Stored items
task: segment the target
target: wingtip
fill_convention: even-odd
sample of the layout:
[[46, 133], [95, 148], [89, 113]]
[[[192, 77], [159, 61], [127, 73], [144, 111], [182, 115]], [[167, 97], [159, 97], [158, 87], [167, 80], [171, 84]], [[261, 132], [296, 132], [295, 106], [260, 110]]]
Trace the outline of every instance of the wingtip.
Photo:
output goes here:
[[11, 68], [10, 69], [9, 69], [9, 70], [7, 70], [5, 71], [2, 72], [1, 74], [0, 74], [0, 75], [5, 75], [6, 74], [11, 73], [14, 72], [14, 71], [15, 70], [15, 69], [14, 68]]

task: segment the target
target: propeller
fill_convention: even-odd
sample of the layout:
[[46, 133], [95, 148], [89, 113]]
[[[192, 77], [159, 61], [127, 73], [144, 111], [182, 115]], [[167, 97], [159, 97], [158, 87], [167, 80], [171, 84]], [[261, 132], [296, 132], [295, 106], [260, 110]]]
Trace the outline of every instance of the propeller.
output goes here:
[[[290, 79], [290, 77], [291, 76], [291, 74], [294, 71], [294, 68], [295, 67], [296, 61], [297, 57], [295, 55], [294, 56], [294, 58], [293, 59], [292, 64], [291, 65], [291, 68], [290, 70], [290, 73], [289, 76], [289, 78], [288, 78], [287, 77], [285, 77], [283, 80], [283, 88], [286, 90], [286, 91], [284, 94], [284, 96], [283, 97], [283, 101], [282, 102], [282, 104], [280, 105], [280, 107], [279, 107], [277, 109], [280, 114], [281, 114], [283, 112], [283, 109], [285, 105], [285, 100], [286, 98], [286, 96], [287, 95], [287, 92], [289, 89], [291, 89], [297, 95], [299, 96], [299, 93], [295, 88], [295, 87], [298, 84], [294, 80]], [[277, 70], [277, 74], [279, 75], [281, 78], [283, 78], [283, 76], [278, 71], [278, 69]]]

• Your objective
All of the data above should be transcribed exactly.

• Task output
task: segment the target
target: wingtip
fill_convention: even-odd
sample of the layout:
[[46, 133], [95, 148], [89, 113]]
[[[192, 77], [159, 61], [127, 73], [144, 111], [182, 115]], [[167, 97], [159, 97], [158, 87], [167, 80], [171, 84]], [[261, 132], [296, 132], [295, 106], [260, 110]]]
Trace the outline of every instance of the wingtip.
Photo:
output goes here:
[[11, 68], [10, 69], [9, 69], [9, 70], [7, 70], [5, 71], [2, 72], [1, 74], [0, 74], [0, 75], [5, 75], [6, 74], [11, 73], [14, 72], [14, 71], [15, 70], [15, 69], [14, 68]]

task: segment the target
target: propeller
fill_convention: even-odd
sample of the layout:
[[46, 133], [95, 148], [89, 113]]
[[[192, 77], [159, 61], [127, 73], [144, 111], [182, 115]], [[167, 97], [159, 97], [158, 87], [167, 80], [171, 84]], [[261, 132], [296, 132], [295, 106], [260, 110]]]
Trace the outline of every instance of the propeller.
output goes here:
[[[290, 79], [290, 77], [291, 76], [291, 74], [294, 71], [294, 68], [295, 67], [296, 61], [297, 57], [295, 55], [294, 56], [294, 58], [293, 59], [292, 64], [291, 65], [291, 68], [290, 70], [290, 73], [289, 76], [289, 78], [288, 78], [287, 77], [285, 77], [283, 80], [283, 88], [286, 90], [286, 91], [284, 94], [284, 96], [283, 97], [283, 101], [282, 102], [282, 104], [280, 105], [280, 107], [279, 107], [277, 109], [280, 114], [281, 114], [283, 112], [283, 109], [285, 105], [285, 100], [286, 98], [286, 96], [287, 95], [287, 92], [289, 89], [291, 89], [297, 95], [299, 96], [299, 93], [295, 88], [295, 87], [298, 84], [294, 80]], [[277, 70], [277, 74], [279, 75], [281, 78], [283, 78], [283, 76], [278, 71], [278, 69]]]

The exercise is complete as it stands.